* _Ketentuan Tugas_
Cetak bagian artikel tentang Jack Hsu di bawah ini tanpa perubahan apa pun, mulai dari "Tidak seperti rekan-rekannya" hingga dan termasuk "dan sosial masyarakat.".

* _Teks Sumber_
------------------------------------------------

Kembali ke konten utama
Seorang Pemimpi di Antara Fiksi dan Realitas Dunia Hiburan Imersif Jack Hsu
2020-04-27

Penggiat film senior, Eric Tseng (kanan), optimis dengan ambisi Jack Hsu. Selain bersedia tampil, ia pun menanamkan investasinya dengan bertindak sebagai produser.

Penggiat film senior, Eric Tseng (kanan), optimis dengan ambisi Jack Hsu. Selain bersedia tampil, ia pun menanamkan investasinya dengan bertindak sebagai produser.
 

Jack Hsu yang berusia 28 tahun merupakan sosok yang sangat sibuk.

Tidak seperti rekan-rekannya yang masih bingung menentukan arah kehidupan, pikirannya selalu berputar cepat dan bahkan melampaui usia setaranya. Ia memiliki wawasan luas nan mandiri, baik di bidang perfilman, filosofi dan sosial masyarakat.

Di usianya yang menginjak 15 tahun, Jack Hsu bercita-cita ingin menjadi seorang sutradara film. Untuk merealisasikan mimpinya, ia pun melangkah setahap demi setahap. Pada usia 18 tahun, dirinya menempuh pendidikan di National Taiwan University of Arts, Department of Radio and Television. Sebuah perusahaan produksi film SELF PICK berhasil didirikannya pada usia 23 tahun. 2 karya film pendek online yang dihasilkannya telah ditonton oleh jutaan warganet, yakni Mr. Bartender dan The Bar.

------------------------------------------------

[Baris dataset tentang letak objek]
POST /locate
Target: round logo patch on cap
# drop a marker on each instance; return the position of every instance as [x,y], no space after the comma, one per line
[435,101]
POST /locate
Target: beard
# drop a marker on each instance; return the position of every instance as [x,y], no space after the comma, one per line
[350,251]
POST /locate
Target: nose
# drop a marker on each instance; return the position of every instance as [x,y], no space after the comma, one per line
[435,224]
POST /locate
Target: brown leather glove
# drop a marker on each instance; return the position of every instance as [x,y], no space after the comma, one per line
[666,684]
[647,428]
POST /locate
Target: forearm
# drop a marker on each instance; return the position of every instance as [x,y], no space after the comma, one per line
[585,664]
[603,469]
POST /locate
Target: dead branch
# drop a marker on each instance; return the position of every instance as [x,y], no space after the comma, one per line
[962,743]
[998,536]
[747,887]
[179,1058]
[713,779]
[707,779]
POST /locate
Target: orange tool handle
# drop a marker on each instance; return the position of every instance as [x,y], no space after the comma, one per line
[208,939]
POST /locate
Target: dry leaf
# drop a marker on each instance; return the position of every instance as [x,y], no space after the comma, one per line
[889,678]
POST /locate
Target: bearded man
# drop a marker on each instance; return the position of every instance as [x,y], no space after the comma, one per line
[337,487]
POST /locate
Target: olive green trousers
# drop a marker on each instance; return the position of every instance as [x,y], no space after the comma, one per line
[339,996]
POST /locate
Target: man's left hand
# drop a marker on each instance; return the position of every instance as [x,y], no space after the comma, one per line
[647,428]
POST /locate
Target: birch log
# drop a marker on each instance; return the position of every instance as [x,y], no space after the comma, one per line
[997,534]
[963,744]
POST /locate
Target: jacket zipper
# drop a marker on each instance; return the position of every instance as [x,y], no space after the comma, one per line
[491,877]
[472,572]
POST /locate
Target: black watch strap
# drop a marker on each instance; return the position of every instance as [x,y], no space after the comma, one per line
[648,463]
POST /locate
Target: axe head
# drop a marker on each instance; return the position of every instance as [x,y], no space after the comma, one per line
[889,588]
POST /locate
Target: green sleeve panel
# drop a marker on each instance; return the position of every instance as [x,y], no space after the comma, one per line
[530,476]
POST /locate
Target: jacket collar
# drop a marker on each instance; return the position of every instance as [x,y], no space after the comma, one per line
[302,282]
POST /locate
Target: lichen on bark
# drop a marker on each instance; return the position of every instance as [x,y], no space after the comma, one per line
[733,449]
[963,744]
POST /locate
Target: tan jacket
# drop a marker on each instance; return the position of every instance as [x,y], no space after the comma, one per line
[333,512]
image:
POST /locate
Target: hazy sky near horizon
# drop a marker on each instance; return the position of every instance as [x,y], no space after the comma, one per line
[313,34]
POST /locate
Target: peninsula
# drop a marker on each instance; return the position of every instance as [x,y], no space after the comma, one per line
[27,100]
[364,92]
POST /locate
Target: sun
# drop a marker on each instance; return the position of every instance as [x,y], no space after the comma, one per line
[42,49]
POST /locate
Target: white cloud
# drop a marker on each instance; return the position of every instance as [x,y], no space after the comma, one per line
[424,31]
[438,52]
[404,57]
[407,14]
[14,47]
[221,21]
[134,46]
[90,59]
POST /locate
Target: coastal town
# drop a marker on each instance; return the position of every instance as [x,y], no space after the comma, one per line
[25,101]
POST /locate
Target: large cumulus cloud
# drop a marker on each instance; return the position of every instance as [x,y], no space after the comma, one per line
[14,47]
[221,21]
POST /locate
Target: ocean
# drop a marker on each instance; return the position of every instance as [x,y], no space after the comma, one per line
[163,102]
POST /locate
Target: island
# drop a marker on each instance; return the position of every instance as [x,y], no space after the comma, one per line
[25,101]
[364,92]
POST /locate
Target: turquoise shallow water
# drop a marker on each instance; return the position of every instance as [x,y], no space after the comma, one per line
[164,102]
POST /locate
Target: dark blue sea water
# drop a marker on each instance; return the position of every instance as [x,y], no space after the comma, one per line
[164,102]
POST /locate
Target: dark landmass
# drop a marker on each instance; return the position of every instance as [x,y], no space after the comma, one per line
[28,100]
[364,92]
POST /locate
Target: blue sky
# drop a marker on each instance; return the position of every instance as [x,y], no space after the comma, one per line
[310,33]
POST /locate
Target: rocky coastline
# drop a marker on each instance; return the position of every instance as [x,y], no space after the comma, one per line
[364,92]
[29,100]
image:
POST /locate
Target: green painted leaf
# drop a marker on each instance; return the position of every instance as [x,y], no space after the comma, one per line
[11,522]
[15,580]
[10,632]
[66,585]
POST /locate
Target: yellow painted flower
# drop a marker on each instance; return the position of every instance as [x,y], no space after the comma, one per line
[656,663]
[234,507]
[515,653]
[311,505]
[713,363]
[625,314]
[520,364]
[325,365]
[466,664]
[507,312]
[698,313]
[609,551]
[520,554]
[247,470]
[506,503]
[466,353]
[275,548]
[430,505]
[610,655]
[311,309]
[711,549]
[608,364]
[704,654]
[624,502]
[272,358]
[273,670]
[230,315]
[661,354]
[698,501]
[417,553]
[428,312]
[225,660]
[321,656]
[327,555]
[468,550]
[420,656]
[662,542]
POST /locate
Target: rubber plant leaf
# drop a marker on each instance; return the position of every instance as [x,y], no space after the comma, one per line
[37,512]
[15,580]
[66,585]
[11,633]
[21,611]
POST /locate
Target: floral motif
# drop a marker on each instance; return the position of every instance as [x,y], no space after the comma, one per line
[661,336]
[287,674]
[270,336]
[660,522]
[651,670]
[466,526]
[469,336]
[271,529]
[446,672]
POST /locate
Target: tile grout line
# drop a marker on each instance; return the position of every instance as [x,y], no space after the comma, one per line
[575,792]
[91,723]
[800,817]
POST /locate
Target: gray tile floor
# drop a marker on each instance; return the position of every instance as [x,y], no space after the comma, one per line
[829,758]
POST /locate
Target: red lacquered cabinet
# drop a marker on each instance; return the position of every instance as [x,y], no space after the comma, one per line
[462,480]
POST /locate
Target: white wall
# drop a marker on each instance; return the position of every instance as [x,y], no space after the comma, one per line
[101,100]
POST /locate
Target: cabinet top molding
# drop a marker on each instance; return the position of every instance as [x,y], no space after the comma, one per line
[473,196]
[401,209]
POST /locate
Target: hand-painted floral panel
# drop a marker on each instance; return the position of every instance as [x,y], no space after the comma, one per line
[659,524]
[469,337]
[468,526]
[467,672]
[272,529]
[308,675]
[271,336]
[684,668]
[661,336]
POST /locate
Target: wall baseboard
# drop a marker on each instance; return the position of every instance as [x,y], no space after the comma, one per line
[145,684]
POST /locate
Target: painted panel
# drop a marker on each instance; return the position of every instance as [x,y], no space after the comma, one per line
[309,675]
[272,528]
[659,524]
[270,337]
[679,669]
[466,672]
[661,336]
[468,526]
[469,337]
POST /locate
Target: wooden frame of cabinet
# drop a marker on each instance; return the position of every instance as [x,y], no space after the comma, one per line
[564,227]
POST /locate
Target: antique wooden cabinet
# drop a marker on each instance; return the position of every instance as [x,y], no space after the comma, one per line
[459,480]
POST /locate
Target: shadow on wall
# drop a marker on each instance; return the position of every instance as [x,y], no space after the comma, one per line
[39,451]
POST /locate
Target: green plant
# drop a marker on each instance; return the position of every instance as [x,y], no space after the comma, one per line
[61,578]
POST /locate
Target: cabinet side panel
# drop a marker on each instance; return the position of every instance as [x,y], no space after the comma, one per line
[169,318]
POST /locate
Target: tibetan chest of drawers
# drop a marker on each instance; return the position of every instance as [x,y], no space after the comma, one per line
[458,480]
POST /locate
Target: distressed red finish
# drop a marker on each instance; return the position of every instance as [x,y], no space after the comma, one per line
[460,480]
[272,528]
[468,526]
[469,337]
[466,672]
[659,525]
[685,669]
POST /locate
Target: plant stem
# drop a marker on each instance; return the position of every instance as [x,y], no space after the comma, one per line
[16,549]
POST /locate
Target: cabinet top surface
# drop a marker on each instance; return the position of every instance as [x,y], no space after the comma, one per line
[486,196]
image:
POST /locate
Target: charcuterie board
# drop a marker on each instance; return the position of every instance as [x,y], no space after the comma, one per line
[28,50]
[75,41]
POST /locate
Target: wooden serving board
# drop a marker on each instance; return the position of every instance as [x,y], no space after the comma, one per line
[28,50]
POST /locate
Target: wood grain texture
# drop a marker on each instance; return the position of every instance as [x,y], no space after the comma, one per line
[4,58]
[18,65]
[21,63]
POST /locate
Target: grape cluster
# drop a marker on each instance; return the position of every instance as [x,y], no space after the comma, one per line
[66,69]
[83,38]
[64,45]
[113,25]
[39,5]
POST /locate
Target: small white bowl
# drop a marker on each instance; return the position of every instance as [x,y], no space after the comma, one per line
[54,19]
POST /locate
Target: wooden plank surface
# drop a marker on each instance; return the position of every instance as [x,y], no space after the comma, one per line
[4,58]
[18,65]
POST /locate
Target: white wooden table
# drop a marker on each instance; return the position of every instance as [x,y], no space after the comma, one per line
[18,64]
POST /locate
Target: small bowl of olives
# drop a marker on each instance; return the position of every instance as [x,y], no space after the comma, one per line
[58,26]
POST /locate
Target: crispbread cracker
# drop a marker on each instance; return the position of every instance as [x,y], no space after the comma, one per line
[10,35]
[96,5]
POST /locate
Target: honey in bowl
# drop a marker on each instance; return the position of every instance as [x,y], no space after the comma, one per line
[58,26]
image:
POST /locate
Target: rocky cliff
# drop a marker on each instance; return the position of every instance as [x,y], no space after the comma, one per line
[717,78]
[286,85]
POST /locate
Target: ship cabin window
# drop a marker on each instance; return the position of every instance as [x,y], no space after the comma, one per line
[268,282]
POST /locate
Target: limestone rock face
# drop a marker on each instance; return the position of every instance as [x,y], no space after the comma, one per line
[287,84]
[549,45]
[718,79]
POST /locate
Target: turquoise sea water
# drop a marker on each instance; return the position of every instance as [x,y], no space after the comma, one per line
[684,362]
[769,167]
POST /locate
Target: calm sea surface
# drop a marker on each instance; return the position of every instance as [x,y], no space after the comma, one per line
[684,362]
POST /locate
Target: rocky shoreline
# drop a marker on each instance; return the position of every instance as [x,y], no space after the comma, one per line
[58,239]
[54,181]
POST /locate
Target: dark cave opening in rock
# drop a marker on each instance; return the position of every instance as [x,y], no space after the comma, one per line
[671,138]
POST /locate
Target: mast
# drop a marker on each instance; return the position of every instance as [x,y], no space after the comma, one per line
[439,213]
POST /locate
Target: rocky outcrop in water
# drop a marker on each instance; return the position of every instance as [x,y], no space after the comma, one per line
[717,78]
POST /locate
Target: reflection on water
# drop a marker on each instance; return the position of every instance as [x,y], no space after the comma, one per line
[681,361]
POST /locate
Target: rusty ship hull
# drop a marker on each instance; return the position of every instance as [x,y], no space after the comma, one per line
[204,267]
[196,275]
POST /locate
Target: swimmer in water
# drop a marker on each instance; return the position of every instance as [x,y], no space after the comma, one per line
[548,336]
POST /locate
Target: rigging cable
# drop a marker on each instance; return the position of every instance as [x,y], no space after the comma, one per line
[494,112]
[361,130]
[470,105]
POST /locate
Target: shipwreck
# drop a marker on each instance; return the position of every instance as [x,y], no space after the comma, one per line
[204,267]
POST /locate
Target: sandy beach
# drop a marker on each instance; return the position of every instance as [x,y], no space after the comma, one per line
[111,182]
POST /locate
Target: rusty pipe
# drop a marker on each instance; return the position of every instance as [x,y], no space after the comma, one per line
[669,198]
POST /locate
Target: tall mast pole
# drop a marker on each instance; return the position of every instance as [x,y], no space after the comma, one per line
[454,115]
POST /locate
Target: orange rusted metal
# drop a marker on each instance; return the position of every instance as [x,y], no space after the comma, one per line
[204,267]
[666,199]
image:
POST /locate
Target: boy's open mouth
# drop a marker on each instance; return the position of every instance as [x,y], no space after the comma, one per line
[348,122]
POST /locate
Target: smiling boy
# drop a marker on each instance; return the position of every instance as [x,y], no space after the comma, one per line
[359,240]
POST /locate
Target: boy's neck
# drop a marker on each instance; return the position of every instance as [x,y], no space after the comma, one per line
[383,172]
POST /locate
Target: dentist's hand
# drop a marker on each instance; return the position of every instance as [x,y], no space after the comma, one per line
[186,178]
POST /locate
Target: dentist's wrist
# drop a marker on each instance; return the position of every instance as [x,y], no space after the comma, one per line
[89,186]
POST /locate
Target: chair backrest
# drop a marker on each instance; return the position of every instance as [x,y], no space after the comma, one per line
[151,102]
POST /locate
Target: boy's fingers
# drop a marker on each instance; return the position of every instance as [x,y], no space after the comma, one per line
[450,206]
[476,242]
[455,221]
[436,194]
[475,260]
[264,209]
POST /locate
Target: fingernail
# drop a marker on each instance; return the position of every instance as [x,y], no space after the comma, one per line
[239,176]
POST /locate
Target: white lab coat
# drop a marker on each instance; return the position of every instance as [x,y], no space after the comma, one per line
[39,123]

------------------------------------------------

* _Jawaban Tertulis_
Tidak seperti rekan-rekannya yang masih bingung menentukan arah kehidupan, pikirannya selalu berputar cepat dan bahkan melampaui usia setaranya. Ia memiliki wawasan luas nan mandiri, baik di bidang perfilman, filosofi dan sosial masyarakat.